*AVAILABLE DATA:*
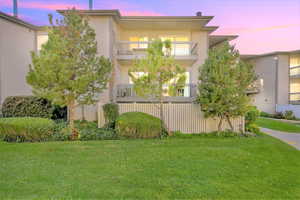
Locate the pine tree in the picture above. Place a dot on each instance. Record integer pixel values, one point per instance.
(224, 81)
(67, 70)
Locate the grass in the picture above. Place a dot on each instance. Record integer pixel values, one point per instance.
(182, 168)
(278, 125)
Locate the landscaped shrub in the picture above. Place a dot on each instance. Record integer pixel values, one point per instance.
(252, 115)
(138, 125)
(31, 106)
(289, 115)
(90, 131)
(111, 113)
(250, 120)
(264, 114)
(26, 129)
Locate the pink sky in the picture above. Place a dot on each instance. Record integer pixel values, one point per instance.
(262, 25)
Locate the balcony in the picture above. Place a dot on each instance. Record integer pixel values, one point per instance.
(295, 72)
(295, 98)
(126, 93)
(182, 51)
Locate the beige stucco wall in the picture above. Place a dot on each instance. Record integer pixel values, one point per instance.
(275, 89)
(283, 80)
(265, 67)
(16, 42)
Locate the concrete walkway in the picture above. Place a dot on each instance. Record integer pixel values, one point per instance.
(292, 139)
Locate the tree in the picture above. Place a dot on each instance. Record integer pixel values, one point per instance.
(67, 70)
(160, 74)
(225, 79)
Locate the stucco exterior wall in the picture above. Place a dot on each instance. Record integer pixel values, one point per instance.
(283, 79)
(265, 67)
(16, 43)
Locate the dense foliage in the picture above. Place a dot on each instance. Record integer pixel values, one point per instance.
(138, 125)
(251, 118)
(26, 129)
(67, 70)
(111, 113)
(90, 131)
(31, 106)
(225, 79)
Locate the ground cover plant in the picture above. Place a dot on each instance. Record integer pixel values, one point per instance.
(183, 168)
(278, 125)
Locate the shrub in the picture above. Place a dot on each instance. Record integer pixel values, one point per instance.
(252, 115)
(62, 132)
(90, 131)
(111, 113)
(31, 106)
(138, 125)
(26, 129)
(289, 115)
(278, 115)
(264, 114)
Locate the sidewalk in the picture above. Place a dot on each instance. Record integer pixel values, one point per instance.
(292, 139)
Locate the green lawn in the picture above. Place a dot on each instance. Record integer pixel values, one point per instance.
(278, 125)
(189, 168)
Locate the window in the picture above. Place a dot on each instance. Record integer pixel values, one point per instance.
(41, 39)
(139, 43)
(180, 45)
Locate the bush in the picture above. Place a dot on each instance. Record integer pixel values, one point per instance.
(138, 125)
(289, 115)
(90, 131)
(26, 129)
(250, 120)
(252, 115)
(31, 106)
(111, 113)
(264, 114)
(278, 115)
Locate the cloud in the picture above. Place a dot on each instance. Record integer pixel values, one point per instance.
(41, 5)
(235, 30)
(140, 13)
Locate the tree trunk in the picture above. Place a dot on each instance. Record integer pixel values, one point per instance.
(220, 124)
(71, 108)
(229, 122)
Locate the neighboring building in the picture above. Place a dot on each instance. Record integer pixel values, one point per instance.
(124, 39)
(279, 75)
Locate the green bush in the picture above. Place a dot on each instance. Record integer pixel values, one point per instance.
(264, 114)
(138, 125)
(90, 131)
(289, 115)
(252, 115)
(111, 113)
(26, 129)
(31, 106)
(250, 120)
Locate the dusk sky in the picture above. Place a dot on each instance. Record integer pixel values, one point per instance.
(262, 25)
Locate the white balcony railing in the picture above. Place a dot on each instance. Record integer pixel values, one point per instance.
(125, 92)
(139, 48)
(295, 71)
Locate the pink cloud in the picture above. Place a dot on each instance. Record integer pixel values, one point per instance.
(41, 5)
(140, 13)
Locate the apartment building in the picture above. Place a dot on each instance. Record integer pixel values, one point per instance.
(279, 76)
(124, 39)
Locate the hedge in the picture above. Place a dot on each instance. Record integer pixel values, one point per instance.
(27, 129)
(31, 106)
(138, 125)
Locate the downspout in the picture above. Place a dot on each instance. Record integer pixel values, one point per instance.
(276, 82)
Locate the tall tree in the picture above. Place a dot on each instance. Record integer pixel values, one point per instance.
(67, 70)
(224, 81)
(160, 74)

*REQUIREMENTS:* Write the lines out exactly, from the one with "Locate the pink cloud" down to the last line of the listing, and leave out all others.

*ANSWER TO THIS EXERCISE:*
Locate the pink cloud in the picture above. Place a dot on each instance. Record integer pixel values, one point per instance.
(41, 5)
(140, 13)
Locate the apartment building in the picture above. Place a dot on each instance. Record integer pixel values, one point per instance.
(279, 76)
(124, 39)
Locate the hedge in the picture above. Place a dot on each instance. Record integer pixel values, one point per instance.
(27, 129)
(31, 106)
(138, 125)
Locate the downspout in the picture above. Place a dot on each instance. Record integer pixel values, one point per instance.
(276, 82)
Locate the tall tree in the picture above. Place a dot on each instance. Record integer pixel values, one point per instance.
(67, 70)
(224, 81)
(160, 74)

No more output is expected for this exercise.